**ACTIVITY**
Turn the listing below into a numbered list with one line per item, leaving out blank lines and the picture.

- - - -

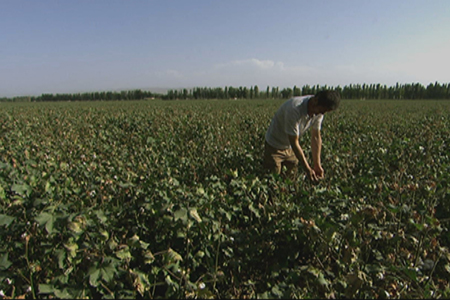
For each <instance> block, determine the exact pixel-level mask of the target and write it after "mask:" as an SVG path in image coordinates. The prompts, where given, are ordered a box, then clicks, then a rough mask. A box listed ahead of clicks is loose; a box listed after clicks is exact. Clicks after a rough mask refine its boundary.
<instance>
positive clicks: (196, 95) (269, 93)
mask: <svg viewBox="0 0 450 300" xmlns="http://www.w3.org/2000/svg"><path fill="white" fill-rule="evenodd" d="M324 89H334V90H337V91H339V92H340V93H341V97H342V98H343V99H367V100H370V99H450V83H443V84H441V83H439V82H435V83H430V84H428V85H427V86H426V87H425V86H424V85H422V84H420V83H412V84H399V83H397V84H396V85H395V86H389V87H388V86H386V85H381V84H349V85H346V86H344V87H341V86H336V87H332V86H327V85H323V86H320V85H312V86H310V85H304V86H302V87H301V88H300V87H298V86H294V87H293V88H289V87H288V88H283V89H280V88H279V87H272V88H270V87H269V86H267V88H266V89H265V90H262V91H261V90H260V89H259V88H258V86H256V85H255V86H251V87H250V88H248V87H242V86H240V87H232V86H229V87H227V86H226V87H225V88H221V87H216V88H211V87H195V88H192V89H177V90H175V89H172V90H168V91H167V93H166V94H155V93H152V92H150V91H142V90H130V91H121V92H94V93H77V94H42V95H41V96H37V97H14V98H0V101H8V102H13V101H95V100H105V101H110V100H142V99H149V98H160V99H163V100H189V99H277V98H282V99H288V98H290V97H292V96H302V95H310V94H315V93H317V92H318V91H320V90H324Z"/></svg>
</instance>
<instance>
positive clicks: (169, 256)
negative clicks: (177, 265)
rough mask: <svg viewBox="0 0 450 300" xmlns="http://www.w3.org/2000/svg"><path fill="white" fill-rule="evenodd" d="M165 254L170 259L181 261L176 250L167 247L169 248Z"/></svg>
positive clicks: (179, 255) (171, 259) (170, 260)
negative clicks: (167, 255)
mask: <svg viewBox="0 0 450 300" xmlns="http://www.w3.org/2000/svg"><path fill="white" fill-rule="evenodd" d="M167 254H168V257H169V260H170V261H182V260H183V258H182V257H181V255H180V254H178V253H177V252H175V251H174V250H173V249H172V248H169V250H168V251H167Z"/></svg>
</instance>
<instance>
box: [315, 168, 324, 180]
mask: <svg viewBox="0 0 450 300" xmlns="http://www.w3.org/2000/svg"><path fill="white" fill-rule="evenodd" d="M314 173H315V174H316V176H317V178H318V179H323V177H324V174H323V173H324V172H323V168H322V166H320V165H316V166H314Z"/></svg>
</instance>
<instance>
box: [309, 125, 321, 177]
mask: <svg viewBox="0 0 450 300" xmlns="http://www.w3.org/2000/svg"><path fill="white" fill-rule="evenodd" d="M311 151H312V157H313V162H314V172H315V173H316V175H317V177H318V178H323V169H322V164H321V161H320V155H321V152H322V136H321V135H320V130H319V129H311Z"/></svg>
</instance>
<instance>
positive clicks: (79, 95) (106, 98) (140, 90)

- - - -

**ANSWER BOX**
1. For each <instance> block, determine the exact pixel-level mask of the target and write it after "mask:" as an SVG path in image coordinates. The prompts, where given, are ordered a box, then clicks, then a rough mask. A box listed ahead of clicks is loose; a box listed after clicks is exact. Clicks after a rough mask refine its boundary.
2. <instance>
3. positive clicks: (196, 95) (269, 93)
4. mask: <svg viewBox="0 0 450 300" xmlns="http://www.w3.org/2000/svg"><path fill="white" fill-rule="evenodd" d="M324 89H334V90H337V91H339V92H340V93H341V97H342V98H343V99H367V100H370V99H450V83H443V84H441V83H439V82H435V83H430V84H428V85H427V86H426V87H425V86H424V85H422V84H420V83H412V84H399V83H397V84H396V85H395V86H389V87H388V86H386V85H381V84H349V85H346V86H344V87H341V86H336V87H332V86H327V85H323V86H320V85H312V86H310V85H304V86H302V87H301V88H300V87H298V86H294V87H293V88H289V87H288V88H283V89H280V88H279V87H272V88H270V87H269V86H267V88H266V89H265V90H262V91H261V90H260V89H259V88H258V86H256V85H255V86H251V87H250V88H248V87H242V86H240V87H232V86H229V87H227V86H226V87H225V88H221V87H216V88H211V87H195V88H192V89H177V90H175V89H172V90H168V91H167V93H166V94H155V93H152V92H150V91H142V90H130V91H121V92H94V93H77V94H42V95H41V96H37V97H14V98H0V101H8V102H13V101H95V100H105V101H110V100H142V99H149V98H160V99H163V100H189V99H277V98H282V99H288V98H290V97H292V96H302V95H310V94H315V93H317V92H318V91H320V90H324Z"/></svg>
5. </instance>
6. <instance>
7. positive clicks: (169, 256)
8. negative clicks: (177, 265)
9. rough mask: <svg viewBox="0 0 450 300" xmlns="http://www.w3.org/2000/svg"><path fill="white" fill-rule="evenodd" d="M165 254L170 259L181 261L176 250L167 247L169 248Z"/></svg>
10. positive clicks: (179, 255) (171, 259) (170, 260)
11. negative clicks: (167, 255)
12. mask: <svg viewBox="0 0 450 300" xmlns="http://www.w3.org/2000/svg"><path fill="white" fill-rule="evenodd" d="M167 254H168V257H169V260H170V261H182V260H183V258H182V257H181V255H180V254H178V253H177V252H175V251H174V250H173V249H172V248H169V250H168V251H167Z"/></svg>
13. </instance>
14. <instance>
15. box: [315, 168, 324, 180]
16. mask: <svg viewBox="0 0 450 300" xmlns="http://www.w3.org/2000/svg"><path fill="white" fill-rule="evenodd" d="M314 173H315V174H316V176H317V178H318V179H323V177H324V174H323V173H324V172H323V168H322V166H320V165H316V166H314Z"/></svg>
17. </instance>
18. <instance>
19. box: [309, 125, 321, 177]
20. mask: <svg viewBox="0 0 450 300" xmlns="http://www.w3.org/2000/svg"><path fill="white" fill-rule="evenodd" d="M311 151H312V157H313V162H314V172H315V173H316V175H317V177H318V178H323V169H322V164H321V161H320V155H321V152H322V136H321V135H320V130H319V129H311Z"/></svg>
21. </instance>
22. <instance>
23. positive clicks: (79, 95) (106, 98) (140, 90)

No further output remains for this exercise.